#### ENTRIES SHOWN ####

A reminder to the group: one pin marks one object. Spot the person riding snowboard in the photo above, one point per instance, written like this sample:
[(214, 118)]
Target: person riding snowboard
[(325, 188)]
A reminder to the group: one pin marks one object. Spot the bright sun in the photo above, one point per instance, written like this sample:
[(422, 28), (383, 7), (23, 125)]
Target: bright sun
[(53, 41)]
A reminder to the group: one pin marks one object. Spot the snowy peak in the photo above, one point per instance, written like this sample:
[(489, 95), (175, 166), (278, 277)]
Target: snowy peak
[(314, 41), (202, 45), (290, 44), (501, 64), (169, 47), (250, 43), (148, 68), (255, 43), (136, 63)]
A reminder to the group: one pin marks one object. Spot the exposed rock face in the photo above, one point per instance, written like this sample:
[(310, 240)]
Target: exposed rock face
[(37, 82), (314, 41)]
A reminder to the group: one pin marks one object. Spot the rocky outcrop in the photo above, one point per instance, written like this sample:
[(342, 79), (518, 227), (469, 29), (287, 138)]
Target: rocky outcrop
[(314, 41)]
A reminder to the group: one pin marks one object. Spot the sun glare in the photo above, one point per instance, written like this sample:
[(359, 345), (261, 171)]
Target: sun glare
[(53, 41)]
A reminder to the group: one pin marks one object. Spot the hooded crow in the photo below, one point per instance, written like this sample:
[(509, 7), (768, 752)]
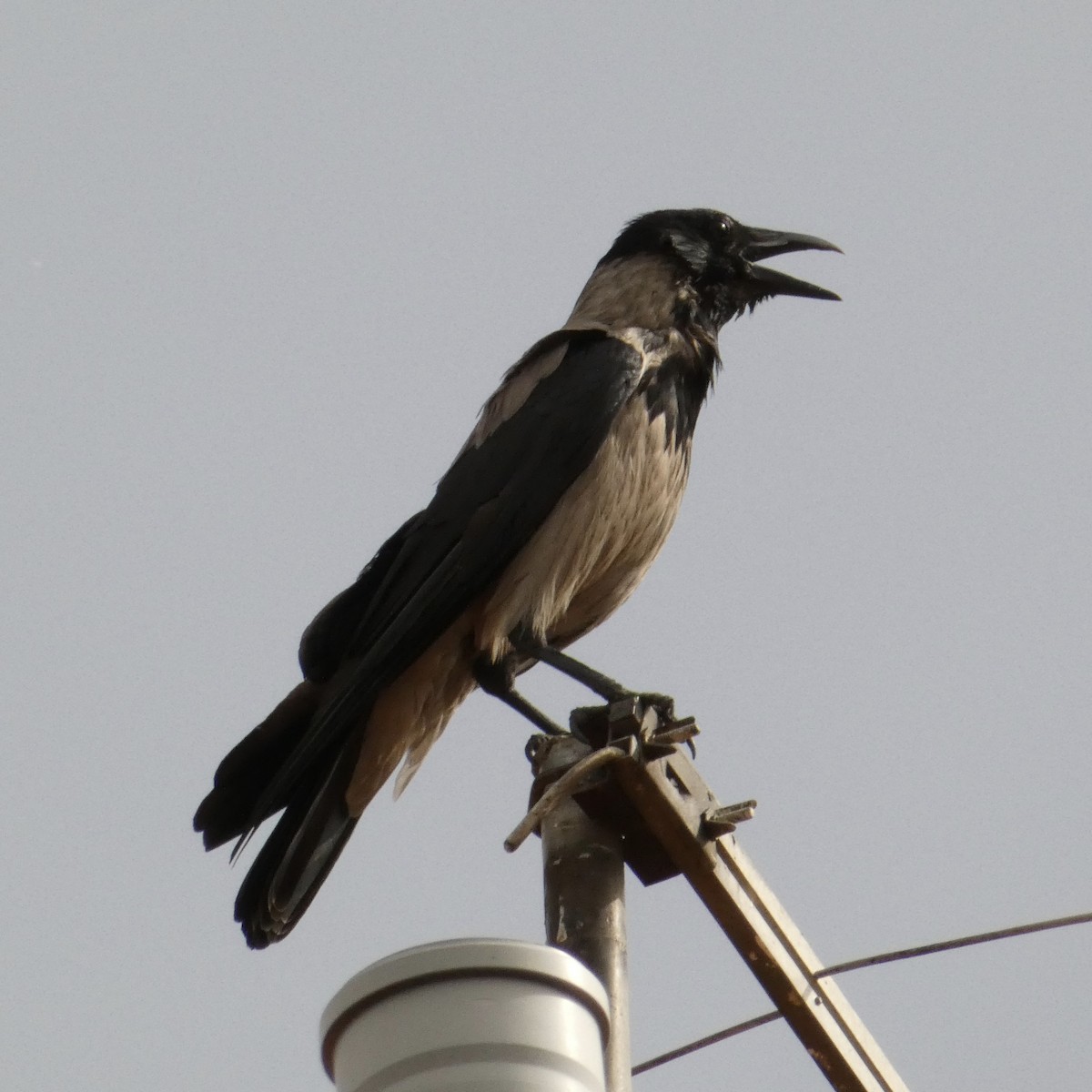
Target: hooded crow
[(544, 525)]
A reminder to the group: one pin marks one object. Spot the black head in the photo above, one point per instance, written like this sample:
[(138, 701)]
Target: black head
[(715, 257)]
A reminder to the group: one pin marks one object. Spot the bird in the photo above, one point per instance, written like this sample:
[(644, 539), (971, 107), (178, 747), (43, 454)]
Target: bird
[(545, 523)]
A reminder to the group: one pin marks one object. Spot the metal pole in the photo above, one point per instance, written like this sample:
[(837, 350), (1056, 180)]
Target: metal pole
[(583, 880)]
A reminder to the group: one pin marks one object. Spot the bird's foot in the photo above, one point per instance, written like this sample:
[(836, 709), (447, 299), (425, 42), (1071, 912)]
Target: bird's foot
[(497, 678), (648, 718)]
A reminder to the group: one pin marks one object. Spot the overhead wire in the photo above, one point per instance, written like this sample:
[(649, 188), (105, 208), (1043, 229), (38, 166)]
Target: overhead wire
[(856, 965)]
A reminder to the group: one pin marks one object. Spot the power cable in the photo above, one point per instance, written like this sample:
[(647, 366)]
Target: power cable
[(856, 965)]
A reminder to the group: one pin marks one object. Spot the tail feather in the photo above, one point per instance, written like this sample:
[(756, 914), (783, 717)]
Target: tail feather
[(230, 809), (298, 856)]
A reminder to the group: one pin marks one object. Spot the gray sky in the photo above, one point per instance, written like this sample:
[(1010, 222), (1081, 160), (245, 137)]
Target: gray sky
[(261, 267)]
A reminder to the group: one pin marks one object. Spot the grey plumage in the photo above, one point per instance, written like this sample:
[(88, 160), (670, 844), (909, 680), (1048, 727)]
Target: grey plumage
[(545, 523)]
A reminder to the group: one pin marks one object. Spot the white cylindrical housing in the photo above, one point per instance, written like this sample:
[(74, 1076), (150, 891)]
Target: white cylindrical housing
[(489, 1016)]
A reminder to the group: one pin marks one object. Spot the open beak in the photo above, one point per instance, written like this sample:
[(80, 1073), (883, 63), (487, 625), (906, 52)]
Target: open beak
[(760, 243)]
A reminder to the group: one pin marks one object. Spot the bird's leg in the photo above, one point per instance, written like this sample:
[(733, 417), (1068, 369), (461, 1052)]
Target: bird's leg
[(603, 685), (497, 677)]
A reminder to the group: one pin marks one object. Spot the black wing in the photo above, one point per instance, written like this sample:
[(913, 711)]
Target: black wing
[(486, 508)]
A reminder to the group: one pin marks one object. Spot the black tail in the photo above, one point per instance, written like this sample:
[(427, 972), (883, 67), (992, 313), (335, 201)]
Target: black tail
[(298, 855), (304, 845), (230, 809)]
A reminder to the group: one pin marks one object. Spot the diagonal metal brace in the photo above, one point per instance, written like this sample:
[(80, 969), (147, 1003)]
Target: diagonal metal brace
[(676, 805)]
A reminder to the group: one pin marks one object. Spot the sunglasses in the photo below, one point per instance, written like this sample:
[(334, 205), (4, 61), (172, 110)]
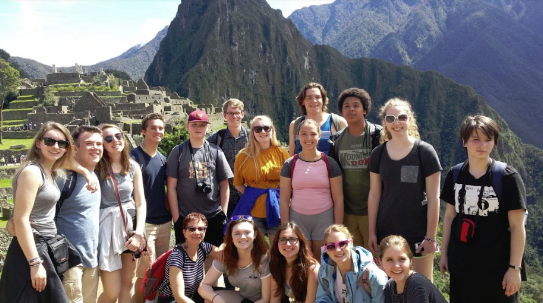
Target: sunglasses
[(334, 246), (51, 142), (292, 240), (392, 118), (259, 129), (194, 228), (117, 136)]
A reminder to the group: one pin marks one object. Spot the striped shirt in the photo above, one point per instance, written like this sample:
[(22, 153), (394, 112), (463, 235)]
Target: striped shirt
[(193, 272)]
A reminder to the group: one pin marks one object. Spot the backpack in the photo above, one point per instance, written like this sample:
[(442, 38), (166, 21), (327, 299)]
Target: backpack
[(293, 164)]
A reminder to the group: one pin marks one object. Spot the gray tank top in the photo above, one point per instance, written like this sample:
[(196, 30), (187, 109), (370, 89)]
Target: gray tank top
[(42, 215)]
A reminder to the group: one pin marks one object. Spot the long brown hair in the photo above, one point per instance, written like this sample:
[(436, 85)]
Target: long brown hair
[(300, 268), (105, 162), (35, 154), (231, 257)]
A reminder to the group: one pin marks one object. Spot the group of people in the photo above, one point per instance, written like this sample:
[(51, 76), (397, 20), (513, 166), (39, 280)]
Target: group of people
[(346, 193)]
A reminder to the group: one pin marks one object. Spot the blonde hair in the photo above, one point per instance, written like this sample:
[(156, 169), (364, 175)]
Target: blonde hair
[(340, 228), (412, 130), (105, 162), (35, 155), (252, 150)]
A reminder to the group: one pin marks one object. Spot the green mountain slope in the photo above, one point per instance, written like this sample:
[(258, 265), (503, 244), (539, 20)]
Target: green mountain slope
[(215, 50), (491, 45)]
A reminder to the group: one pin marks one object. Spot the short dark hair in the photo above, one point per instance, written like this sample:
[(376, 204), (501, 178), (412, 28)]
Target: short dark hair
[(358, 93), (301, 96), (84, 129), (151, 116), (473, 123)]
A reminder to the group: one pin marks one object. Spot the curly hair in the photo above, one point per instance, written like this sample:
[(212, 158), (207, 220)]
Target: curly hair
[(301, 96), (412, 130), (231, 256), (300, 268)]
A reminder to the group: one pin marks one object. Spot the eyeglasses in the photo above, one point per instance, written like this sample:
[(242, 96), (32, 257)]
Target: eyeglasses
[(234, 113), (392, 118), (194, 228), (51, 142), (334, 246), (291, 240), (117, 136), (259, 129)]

####
#### ENTRIES SHOWN ####

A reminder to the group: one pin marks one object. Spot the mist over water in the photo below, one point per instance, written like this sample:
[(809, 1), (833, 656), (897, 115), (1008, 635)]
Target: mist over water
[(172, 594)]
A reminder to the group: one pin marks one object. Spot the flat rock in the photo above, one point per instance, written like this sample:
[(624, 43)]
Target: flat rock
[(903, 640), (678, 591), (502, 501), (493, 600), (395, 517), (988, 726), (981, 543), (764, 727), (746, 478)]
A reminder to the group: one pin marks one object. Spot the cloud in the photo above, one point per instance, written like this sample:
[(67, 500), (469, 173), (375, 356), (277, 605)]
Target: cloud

####

Quote, word for word, the records from the line containing "Spot the short" through the line containing "136), (259, 129)]", including both of those lines.

RESULT BELOW
A reminder to the group: one pin marks one object. Spot the short dark hair in the photo above, one point per instance, written like this sample:
[(376, 204), (501, 178), (412, 28)]
Target: short dark hair
[(358, 93), (301, 96), (84, 129), (151, 116), (473, 123)]
A reminder to the group: one pin marks one object. Spot the curly hair in the photo above, one point per instance, written like this sample:
[(212, 158), (207, 220)]
Target: curly hair
[(301, 96), (412, 130), (231, 256), (300, 268)]
A reminder to the group: one pin marks one object. Spot the eyeglasses in the photo above, one point per instance, written like this sample:
[(242, 96), (32, 257)]
Target: eyeglasses
[(234, 113), (392, 118), (194, 228), (51, 142), (334, 246), (291, 240), (117, 136), (259, 129)]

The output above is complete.